Problem description -
Everything in the data should be repeated exactly, save for the images.

Object location annotation data -
══════════════════════════════

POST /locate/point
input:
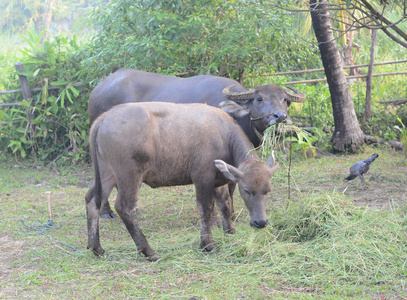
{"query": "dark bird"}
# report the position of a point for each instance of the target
(360, 168)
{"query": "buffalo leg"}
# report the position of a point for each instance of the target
(126, 207)
(205, 201)
(93, 206)
(231, 188)
(105, 210)
(92, 212)
(223, 203)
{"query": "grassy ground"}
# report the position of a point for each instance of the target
(327, 242)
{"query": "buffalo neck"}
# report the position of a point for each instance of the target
(242, 150)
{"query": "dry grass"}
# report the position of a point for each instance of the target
(329, 241)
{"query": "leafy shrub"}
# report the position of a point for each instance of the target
(197, 37)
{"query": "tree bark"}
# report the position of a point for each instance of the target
(347, 135)
(369, 79)
(47, 19)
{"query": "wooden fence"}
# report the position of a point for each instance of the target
(27, 91)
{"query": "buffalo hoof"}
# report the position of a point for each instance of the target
(230, 231)
(98, 252)
(153, 258)
(110, 215)
(208, 248)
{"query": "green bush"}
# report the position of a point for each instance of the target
(59, 129)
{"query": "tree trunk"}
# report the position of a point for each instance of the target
(347, 136)
(369, 79)
(47, 19)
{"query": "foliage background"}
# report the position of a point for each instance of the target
(176, 37)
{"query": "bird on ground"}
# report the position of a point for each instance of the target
(360, 168)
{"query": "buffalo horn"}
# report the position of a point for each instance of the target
(297, 97)
(271, 161)
(237, 96)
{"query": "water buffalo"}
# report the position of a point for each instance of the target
(264, 105)
(167, 144)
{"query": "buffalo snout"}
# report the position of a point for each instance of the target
(277, 117)
(259, 223)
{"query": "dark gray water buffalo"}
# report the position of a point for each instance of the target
(167, 144)
(265, 105)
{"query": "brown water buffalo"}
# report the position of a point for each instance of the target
(263, 106)
(167, 144)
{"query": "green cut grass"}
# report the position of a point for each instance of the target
(327, 241)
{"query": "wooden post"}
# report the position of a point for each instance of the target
(25, 87)
(368, 101)
(49, 206)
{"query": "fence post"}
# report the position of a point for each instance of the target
(25, 87)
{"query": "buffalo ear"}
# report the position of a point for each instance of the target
(229, 171)
(234, 109)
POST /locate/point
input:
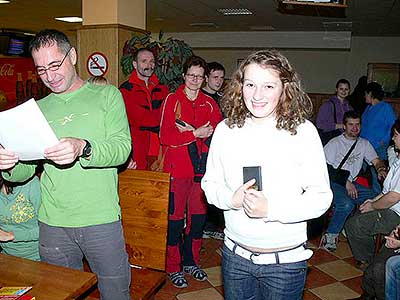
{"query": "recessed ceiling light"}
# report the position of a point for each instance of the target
(234, 11)
(203, 24)
(262, 28)
(70, 19)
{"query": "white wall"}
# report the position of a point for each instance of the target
(320, 69)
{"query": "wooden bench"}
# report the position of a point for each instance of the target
(144, 198)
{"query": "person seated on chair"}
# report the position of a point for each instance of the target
(19, 228)
(373, 281)
(349, 193)
(378, 215)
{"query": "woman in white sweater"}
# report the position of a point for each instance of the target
(264, 255)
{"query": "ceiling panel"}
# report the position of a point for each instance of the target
(368, 17)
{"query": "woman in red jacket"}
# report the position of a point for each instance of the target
(187, 122)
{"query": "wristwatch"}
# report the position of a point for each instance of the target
(87, 150)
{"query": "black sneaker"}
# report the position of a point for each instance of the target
(196, 272)
(178, 279)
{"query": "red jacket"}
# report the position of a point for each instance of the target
(143, 107)
(186, 155)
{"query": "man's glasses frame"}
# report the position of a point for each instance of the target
(193, 76)
(53, 68)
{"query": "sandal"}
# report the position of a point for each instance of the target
(178, 279)
(196, 272)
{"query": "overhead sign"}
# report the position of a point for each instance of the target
(97, 64)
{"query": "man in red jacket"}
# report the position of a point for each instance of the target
(143, 96)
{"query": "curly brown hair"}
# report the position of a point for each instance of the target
(293, 108)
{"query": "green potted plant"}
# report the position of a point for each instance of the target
(170, 55)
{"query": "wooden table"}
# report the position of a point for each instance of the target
(48, 282)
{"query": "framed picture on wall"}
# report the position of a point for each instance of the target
(387, 75)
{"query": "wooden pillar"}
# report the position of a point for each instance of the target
(107, 25)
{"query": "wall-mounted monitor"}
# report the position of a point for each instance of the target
(14, 44)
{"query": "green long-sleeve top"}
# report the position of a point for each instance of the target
(83, 193)
(18, 214)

══════════════════════════════

Response to this task -
POST /locate/point
input:
{"query": "dark bird"}
# report the position of a point for each instance of the target
(360, 168)
{"query": "buffalo leg"}
# report the position of a point for each instance of the target
(126, 207)
(205, 201)
(93, 206)
(231, 188)
(105, 210)
(92, 212)
(223, 203)
{"query": "grassy ground"}
# report the position of a point for each instance of the target
(327, 242)
{"query": "buffalo neck"}
# report the position of a point for each instance of the target
(242, 150)
{"query": "dry grass"}
# report the position of a point for each instance of the target
(329, 241)
{"query": "leafy shrub"}
# report the position of a point for each instance of the target
(197, 37)
{"query": "tree bark"}
# report the position of a point for each instance of the target
(347, 135)
(369, 79)
(47, 19)
{"query": "wooden fence"}
# report the position of a point for each instance of the target
(27, 91)
{"query": "buffalo hoof"}
# report the position of a point for each instance of the target
(230, 231)
(98, 252)
(153, 258)
(110, 215)
(208, 248)
{"query": "green bush"}
# report the position of a point for each instance of the target
(59, 129)
{"query": "tree trunk"}
# report the position of a point for each instance of the target
(347, 136)
(369, 79)
(47, 19)
{"query": "foliage background"}
# report the position of a point for each instance of the target
(176, 37)
{"query": "bird on ground"}
# report the position of a point for each instance of the target
(360, 168)
{"query": "buffalo horn"}
# report the position of a point for each instance of the target
(297, 97)
(271, 161)
(237, 96)
{"query": "water buffalo"}
# report the position of a point for each instance of the target
(264, 105)
(167, 144)
{"query": "buffalo snout"}
# report the position of a point for each instance of the target
(277, 117)
(259, 223)
{"query": "dark gray water buffalo"}
# report the position of a point for each instance of the target
(167, 144)
(265, 105)
{"query": "brown water buffalo"}
# report the position of a point for each instance of the target
(263, 106)
(167, 144)
{"query": "green cut grass"}
# report the position of a point for each instance of the target
(327, 241)
{"query": "wooden post"}
# report the position of a point for each instance of the target
(25, 87)
(368, 101)
(49, 206)
{"query": "fence post"}
# report the position of a point for each instance of the target
(25, 87)
{"query": "buffalo ear"}
# report the position of a point for each instance of the target
(229, 171)
(234, 109)
POST /locate/point
input:
{"query": "recessed ceiling light"}
# report the position of a point for each instance of the target
(234, 11)
(203, 24)
(262, 28)
(70, 19)
{"query": "white wall"}
# report the position of a point for each instance of the target
(320, 69)
{"query": "wooden bench"}
# report the position of a point for each instance of the target
(144, 198)
{"query": "person seated on chair"}
# report the position of a point for each instance of the target
(19, 228)
(373, 281)
(349, 193)
(378, 215)
{"query": "woman in white sweater"}
# report the position of a point for each instance of the target
(264, 255)
{"query": "ceiling panel"}
# report the position of a point for each instance of the target
(368, 17)
{"query": "woman in red jacket"}
# report the position of a point for each instance of the target
(187, 122)
{"query": "wristwatch"}
# report the position of a point for each instance of the target
(87, 150)
{"query": "black sneaker"}
# report the position of a point for each instance of the target
(196, 272)
(178, 279)
{"query": "red jacket"}
# report the position of a point for each instance of the target
(143, 107)
(186, 155)
{"query": "man's glasses frame"}
# report the position of a point for each instance of the target
(193, 76)
(53, 68)
{"query": "sandal"}
# report the position of a point for each instance of the target
(178, 279)
(196, 272)
{"query": "overhead sign"}
# report the position of a point for each instance of the target
(97, 64)
{"query": "man in red jacket"}
# report the position of a point for each instance of the target
(143, 96)
{"query": "curly brown hair"}
# report the position of a point for each instance of the target
(293, 108)
{"query": "green potted plant"}
# report the position of a point for each instance of the target
(170, 55)
{"query": "wooden table"}
# report the position of a point for each instance of the target
(48, 282)
{"query": "framed picture on wall"}
# report the position of a point for each instance of the target
(387, 75)
{"query": "wooden pillar"}
# report the position of a point for each instance of the target
(107, 25)
{"query": "wall-mounted monitor"}
# report the position of a point for each instance of the target
(14, 44)
{"query": "green long-sleeve top"}
# report the position of a point for each instance of the target
(83, 193)
(18, 214)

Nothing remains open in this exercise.